◆ **Extrait**
************

PB. Oui, mais on ne va pas non plus faire un dogme ou être jusqu’au-boutistes. Sauf si bien sûr philosophiquement on ne cautionne pas le racheteur.
JPD. Au-delà de considérer une offre ou pas, je trouve que Patrice a déjà prouvé ce qu’il défendait, en quittant Trax après le rachat par Technikart car éditorialement ça ne lui convenait pas, à lui et son équipe. Chez Trax, on a vu avec Antoine Buffard (actuel propriétaire)  l’enfer que c’était de bosser sans moyens ou avec des partenariats qui ne font pas honneur au magazine, comme une couv’ sur Steve Aoki ou des pages de pub bizarres pour un hôtel louche. Antoine a décidé de faire le choix radical de racheter le titre et donc l’indépendance, puis d’avoir une vraie DA pour repartir de l’avant.

Si on se projette dans 5 ou 10 ans, comment voyez-vous vos magazines ?

PB. Je fais attention à la futurologie pour ma part. Quand j’étais petit, dans les années 70, on nous disait qu’en 2000 on mangerait du steak de pétrole, et finalement on a assisté au renouveau de la blanquette et de la bistronomie ! Est-ce qu’un journal de presse spé comme nous existera encore dans 5 ans ? J’en sais rien. On essaie d’esquisser notre futur idéal, tout simplement. J’aurais tendance à dire que le papier n’existera plus, mais bon…JPD. En tout cas, on fait des paris. On se dit que les gens opèrent un retour vers l’objet, et cela fait partie de notre identité. On prend le mag de cette même manière : j’achète Society, j’achète la revue 21, j’achète Trax. Nous on est partis dans cette direction, en considérant qu’il fallait sortir de l’actu, en étant sur une lecture plus longue, plus enrichie, avec un bel objet. On a fait ce pari, on verra dans 5 ou 10 ans.

PB. Oui c’est un geste militant de nous acheter aujourd’hui.

************

◆ **À faire**
1 – Mettez à jour le passage de l'entretien sur la presse magazine qui commence par les mots contenant "PB. Oui, mais" et se termine par "vos magazines ?" en remplaçant "Technikart" par "un groupe de presse".
2 – Répondez à ces questions sur l'entretien sur la presse magazine :
(a) Par qui Trax a-t-il été racheté avant le départ de Patrice ?
(b) Dans les années 70, que disait-on qu'on mangerait en 2000 ?
(c) Quels titres JPD cite-t-il comme achats ?
3 – Poursuivez l'entretien sur la presse magazine après sa dernière réplique.

Un bloc de données:
************

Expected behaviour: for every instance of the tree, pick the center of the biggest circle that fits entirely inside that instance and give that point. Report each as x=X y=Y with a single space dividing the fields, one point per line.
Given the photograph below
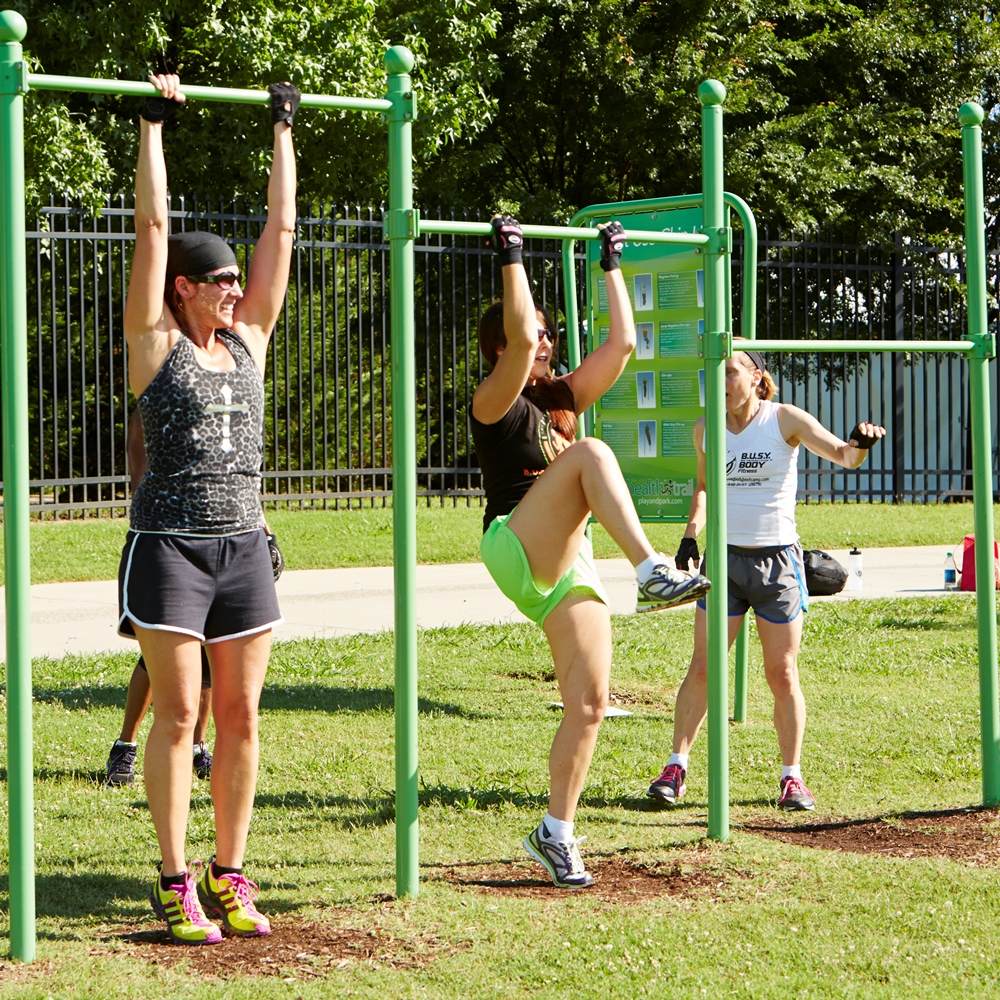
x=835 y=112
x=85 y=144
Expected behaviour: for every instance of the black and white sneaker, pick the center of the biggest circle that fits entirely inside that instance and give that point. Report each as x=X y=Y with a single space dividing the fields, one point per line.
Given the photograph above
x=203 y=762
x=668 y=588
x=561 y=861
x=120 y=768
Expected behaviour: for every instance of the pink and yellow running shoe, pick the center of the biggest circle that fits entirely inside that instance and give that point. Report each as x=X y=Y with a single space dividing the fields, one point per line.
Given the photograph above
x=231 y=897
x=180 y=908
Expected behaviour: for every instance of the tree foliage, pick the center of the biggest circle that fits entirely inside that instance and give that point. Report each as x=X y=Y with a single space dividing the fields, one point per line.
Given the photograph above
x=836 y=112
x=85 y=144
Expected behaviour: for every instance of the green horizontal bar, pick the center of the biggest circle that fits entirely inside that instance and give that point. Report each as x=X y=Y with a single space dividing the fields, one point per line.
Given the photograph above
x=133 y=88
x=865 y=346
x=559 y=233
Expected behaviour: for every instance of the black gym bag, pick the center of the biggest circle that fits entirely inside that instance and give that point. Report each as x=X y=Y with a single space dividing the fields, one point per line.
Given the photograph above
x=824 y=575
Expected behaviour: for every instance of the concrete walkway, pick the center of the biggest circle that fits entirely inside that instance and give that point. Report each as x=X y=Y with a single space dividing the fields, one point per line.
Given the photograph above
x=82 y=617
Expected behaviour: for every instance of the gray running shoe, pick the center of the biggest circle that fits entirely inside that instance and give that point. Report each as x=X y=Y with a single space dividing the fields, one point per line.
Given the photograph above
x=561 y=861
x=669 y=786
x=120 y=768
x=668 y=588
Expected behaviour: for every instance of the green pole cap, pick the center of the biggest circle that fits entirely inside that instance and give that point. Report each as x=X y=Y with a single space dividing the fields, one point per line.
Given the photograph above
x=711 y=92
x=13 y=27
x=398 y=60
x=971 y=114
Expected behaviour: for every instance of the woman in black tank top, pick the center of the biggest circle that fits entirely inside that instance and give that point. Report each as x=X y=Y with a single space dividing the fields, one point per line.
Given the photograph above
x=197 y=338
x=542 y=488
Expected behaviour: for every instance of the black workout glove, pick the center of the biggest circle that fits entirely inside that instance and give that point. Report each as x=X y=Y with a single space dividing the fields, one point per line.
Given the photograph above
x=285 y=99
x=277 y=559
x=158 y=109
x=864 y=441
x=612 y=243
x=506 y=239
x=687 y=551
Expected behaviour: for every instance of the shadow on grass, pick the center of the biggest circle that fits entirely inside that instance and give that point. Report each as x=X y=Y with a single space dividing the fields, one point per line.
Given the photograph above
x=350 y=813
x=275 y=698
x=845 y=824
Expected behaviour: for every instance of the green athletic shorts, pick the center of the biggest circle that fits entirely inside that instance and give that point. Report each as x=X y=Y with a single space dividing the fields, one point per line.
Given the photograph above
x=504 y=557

************

◆ **Réponses**
1 –
PB. Oui, mais on ne va pas non plus faire un dogme ou être jusqu’au-boutistes. Sauf si bien sûr philosophiquement on ne cautionne pas le racheteur.
JPD. Au-delà de considérer une offre ou pas, je trouve que Patrice a déjà prouvé ce qu’il défendait, en quittant Trax après le rachat par un groupe de presse car éditorialement ça ne lui convenait pas, à lui et son équipe. Chez Trax, on a vu avec Antoine Buffard (actuel propriétaire)  l’enfer que c’était de bosser sans moyens ou avec des partenariats qui ne font pas honneur au magazine, comme une couv’ sur Steve Aoki ou des pages de pub bizarres pour un hôtel louche. Antoine a décidé de faire le choix radical de racheter le titre et donc l’indépendance, puis d’avoir une vraie DA pour repartir de l’avant.

Si on se projette dans 5 ou 10 ans, comment voyez-vous vos magazines ?

2 –
(a) Par Technikart.
(b) Du steak de pétrole.
(c) Society, la revue 21 et Trax.

3 –
Parfois, certains partenariats financiers s’immiscent dans les pages des médias et décrédibilisent un peu la rédaction. Comment appréhendez-vous ce possible mélange des genres, et où sont les limites ?

JPD. Notre politique est assez claire. Lorsque des acteurs de notre sphère, de notre milieu culturel, désirent monter un partenariat, la rédaction crée des contenus qui nous auraient de toute façon intéressés. Exemple : un artiste intéressant pour Trax passe dans un festival avec lequel il y a échange financier ou un échange de visibilité. Nous pouvons alors financer une pige pour un article ou une interview de cet artiste car il est complètement raccord avec notre ligne éditoriale. Un second type de partenariat existe lorsque nous sommes approchés par une marque, par exemple pour du matériel de DJing. À nouveau, la rédaction est à l’initiative pour créer un contenu qui intéresse nos lecteurs et qui corresponde à notre ligne éditoriale, toujours avec un ADN Trax. Et on l’annonce alors dans le chapeau de l’article comme un publireportage. Sans ces échanges, nous ne pourrions pas financer nos grands reportages par exemple,  mais nous le faisons en toute transparence et avec une rigueur éditoriale irréprochable.

Cela peut avoir une influence sur la une ?

PB. Ah, ça c’est le grand fantasme, mais bon j’en ai un peu marre d’entendre ça ! Aujourd’hui, les maisons de disques ne représentent que 15% des achats pub chez nous. Elles n’ont plus les moyens. A la grande époque, les maisons de disques ont effectivement mis du blé pour mettre en couv’ des artistes de seconde zone. Donc oui, avec ça et des voyages de presse hallucinants, il y a eu des liens troubles entre la presse musicale et la déontologie.
Mais depuis 15 ans, j’ai jamais fait une seule couv’ qui ne plaise pas à l’équipe… On est dans des sphères où il n’y a pas d’argent, je le répète. Parfois, la maison de disques prend une pub ailleurs dans le mag quand son artiste est en couv’, c’est tout.

JPD. C’est toujours une histoire de crédibilité vis à vis de ton lectorat. Sur le long terme, laisser glisser des couvs uniquement en fonction des partenariats finit par mettre nuire à la relation de confiance que tu construis avec ton lecteur.

Quid des aides à la presse vous concernant ?

PB. La seule aide à la presse qui nous concernait, c’est celle des tarifs postaux. Nous sommes considérés comme presse de loisirs, donc nous ne sommes pas éligibles au contraire de toute la presse quotidienne et des hebdos comme L’Obs, Télérama ou Le Point.

JPD. Ces titres dont tu parles sont considérés comme de la presse d’info générale.

PB. En fait, le Ministère de la Culture s’en fout.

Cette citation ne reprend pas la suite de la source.